## Exercise description
Could you quote, exactly as they stand, the lines running from the one with "Query: green trick dianthus" to the final line of the material?
[Provided records Boundary: Start]
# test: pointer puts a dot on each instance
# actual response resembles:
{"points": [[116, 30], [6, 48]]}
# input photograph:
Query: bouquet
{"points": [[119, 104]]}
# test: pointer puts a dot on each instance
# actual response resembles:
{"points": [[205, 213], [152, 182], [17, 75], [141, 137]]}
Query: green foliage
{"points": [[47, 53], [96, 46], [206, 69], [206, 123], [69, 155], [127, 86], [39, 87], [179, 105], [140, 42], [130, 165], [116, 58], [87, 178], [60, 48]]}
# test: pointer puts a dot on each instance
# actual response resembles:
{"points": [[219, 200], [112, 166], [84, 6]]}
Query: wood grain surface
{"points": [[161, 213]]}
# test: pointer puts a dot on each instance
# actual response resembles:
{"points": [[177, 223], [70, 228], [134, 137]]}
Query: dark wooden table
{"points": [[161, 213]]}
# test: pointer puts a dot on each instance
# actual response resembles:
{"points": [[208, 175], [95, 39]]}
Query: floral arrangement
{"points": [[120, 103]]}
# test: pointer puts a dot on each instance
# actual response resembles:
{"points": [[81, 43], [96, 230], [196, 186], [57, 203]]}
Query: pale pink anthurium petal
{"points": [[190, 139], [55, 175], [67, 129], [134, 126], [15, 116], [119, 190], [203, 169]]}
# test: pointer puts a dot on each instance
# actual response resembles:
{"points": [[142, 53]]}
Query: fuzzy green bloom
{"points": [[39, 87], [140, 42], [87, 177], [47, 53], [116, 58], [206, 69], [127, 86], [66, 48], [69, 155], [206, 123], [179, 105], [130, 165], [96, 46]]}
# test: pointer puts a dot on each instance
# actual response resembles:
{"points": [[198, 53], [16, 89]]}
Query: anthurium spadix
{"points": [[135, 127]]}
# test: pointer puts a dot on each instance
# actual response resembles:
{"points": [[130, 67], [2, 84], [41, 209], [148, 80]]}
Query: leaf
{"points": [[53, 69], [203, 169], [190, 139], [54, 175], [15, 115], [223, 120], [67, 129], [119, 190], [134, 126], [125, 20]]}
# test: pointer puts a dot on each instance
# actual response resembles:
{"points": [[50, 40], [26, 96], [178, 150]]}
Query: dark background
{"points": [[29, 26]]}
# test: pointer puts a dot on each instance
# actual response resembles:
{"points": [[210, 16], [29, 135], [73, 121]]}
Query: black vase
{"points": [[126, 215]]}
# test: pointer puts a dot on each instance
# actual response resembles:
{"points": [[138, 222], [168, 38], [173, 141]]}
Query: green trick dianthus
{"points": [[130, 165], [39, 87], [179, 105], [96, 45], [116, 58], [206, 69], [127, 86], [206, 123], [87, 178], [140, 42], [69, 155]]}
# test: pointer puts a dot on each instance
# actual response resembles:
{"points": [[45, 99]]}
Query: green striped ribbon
[Provided records Boundary: End]
## Answer box
Query: green trick dianthus
{"points": [[130, 165], [39, 87], [179, 105], [96, 45], [116, 58], [206, 69], [127, 86], [206, 123], [87, 178], [140, 42], [69, 155]]}
# test: pointer puts a dot on each instance
# actual response resembles:
{"points": [[45, 99]]}
Query: green striped ribbon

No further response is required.